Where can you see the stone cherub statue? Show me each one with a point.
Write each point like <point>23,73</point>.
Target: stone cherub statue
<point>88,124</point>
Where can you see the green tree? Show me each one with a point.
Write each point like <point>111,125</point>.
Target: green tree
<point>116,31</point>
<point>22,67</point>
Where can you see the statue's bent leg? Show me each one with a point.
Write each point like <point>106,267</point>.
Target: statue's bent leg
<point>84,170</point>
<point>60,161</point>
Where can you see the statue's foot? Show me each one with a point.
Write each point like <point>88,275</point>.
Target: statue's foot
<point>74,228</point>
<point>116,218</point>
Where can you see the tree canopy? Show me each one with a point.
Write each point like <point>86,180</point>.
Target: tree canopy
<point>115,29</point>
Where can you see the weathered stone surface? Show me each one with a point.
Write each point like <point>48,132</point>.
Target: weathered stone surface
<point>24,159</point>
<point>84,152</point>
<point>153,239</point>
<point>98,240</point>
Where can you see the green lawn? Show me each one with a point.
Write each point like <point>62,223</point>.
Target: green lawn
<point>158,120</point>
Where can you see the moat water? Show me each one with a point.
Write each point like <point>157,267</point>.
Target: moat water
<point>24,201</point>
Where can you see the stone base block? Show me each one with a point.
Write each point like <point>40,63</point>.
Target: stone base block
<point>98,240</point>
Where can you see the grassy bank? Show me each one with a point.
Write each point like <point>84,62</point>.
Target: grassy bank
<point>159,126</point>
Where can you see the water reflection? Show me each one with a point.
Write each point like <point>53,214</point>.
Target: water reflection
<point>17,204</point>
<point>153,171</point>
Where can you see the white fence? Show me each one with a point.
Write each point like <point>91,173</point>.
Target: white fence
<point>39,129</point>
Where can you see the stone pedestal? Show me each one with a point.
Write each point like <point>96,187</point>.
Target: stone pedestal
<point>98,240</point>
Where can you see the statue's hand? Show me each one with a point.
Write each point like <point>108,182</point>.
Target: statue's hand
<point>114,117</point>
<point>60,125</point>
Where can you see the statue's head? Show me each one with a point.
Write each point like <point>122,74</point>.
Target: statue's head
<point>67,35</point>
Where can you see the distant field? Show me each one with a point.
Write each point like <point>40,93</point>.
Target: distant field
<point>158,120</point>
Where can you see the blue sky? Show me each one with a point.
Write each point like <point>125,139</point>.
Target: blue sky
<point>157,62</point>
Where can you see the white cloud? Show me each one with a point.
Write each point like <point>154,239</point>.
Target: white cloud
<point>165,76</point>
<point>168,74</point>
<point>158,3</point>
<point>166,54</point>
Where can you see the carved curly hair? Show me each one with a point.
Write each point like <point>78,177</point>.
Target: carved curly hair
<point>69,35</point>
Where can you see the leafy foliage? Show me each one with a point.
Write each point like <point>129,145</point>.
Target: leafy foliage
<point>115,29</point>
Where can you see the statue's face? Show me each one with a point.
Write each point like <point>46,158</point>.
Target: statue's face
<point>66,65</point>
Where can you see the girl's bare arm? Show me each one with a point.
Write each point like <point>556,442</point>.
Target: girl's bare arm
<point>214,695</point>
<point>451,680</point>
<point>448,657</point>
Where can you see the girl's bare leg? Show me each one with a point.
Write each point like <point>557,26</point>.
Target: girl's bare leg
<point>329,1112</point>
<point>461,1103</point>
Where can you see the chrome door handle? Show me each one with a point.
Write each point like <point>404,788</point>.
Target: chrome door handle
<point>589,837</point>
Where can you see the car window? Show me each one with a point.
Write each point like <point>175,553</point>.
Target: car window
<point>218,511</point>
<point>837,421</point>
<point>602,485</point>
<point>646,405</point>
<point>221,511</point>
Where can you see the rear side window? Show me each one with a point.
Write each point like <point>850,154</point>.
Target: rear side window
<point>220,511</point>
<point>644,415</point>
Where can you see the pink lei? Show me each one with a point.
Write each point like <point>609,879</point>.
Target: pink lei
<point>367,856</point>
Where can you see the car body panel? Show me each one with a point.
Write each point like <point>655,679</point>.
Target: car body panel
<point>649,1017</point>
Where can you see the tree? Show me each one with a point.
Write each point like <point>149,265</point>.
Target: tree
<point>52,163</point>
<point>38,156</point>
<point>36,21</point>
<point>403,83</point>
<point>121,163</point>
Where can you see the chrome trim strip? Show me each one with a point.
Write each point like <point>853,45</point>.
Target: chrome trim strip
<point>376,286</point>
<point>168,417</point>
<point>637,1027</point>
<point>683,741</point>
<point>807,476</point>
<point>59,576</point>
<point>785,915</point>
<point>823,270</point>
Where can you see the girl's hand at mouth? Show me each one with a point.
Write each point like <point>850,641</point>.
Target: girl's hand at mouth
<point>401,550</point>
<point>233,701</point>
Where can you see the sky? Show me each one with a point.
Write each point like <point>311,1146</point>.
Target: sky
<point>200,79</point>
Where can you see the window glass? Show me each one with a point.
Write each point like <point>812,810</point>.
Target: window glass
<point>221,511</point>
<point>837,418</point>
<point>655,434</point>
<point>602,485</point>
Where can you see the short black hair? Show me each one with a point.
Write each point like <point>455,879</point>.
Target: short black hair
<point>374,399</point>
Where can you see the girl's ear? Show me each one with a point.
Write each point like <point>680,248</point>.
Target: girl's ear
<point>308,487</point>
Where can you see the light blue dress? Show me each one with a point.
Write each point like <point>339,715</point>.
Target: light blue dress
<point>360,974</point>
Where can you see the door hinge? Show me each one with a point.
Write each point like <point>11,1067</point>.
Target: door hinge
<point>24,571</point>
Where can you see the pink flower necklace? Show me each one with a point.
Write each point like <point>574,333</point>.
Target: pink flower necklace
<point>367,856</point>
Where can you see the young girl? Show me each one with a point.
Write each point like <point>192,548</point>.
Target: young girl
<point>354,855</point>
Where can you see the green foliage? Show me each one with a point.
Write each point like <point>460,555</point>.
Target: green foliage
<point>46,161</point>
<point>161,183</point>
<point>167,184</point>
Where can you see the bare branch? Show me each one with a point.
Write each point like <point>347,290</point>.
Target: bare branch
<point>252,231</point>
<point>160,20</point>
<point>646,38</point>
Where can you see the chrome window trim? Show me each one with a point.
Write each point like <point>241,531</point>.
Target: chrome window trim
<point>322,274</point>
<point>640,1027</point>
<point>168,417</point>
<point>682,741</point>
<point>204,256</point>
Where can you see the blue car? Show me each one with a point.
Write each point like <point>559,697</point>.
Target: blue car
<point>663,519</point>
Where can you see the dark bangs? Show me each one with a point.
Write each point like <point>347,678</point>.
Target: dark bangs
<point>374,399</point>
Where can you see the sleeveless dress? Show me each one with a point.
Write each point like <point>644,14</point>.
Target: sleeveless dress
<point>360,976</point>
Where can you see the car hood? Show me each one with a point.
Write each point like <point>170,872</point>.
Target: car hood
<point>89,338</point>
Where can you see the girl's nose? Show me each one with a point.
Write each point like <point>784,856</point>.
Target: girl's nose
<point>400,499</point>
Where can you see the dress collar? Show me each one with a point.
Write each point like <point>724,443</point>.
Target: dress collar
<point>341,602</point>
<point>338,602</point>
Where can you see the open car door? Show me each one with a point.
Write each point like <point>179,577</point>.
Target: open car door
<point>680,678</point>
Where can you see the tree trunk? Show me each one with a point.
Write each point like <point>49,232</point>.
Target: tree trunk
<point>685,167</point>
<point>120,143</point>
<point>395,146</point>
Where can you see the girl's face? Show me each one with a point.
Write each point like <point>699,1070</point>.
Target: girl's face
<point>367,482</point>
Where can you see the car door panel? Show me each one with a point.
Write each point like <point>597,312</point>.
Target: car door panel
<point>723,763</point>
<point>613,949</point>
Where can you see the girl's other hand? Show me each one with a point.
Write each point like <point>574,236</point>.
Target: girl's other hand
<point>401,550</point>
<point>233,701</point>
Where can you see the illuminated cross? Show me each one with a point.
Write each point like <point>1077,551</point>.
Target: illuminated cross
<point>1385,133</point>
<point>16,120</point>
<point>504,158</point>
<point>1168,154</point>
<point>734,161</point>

········

### Task goal
Copy everything in the entries above from the line that contains "Where can you see the grassy" down to the line that contains "<point>153,171</point>", including both of those lines, with no changes.

### Exercise solution
Where can you see the grassy bank? Show me each one with a point.
Write each point like <point>84,62</point>.
Target: grassy bank
<point>159,126</point>
Where can you see the water reflection? Show me each one with a point.
Write each point like <point>53,214</point>.
Target: water reflection
<point>17,204</point>
<point>153,171</point>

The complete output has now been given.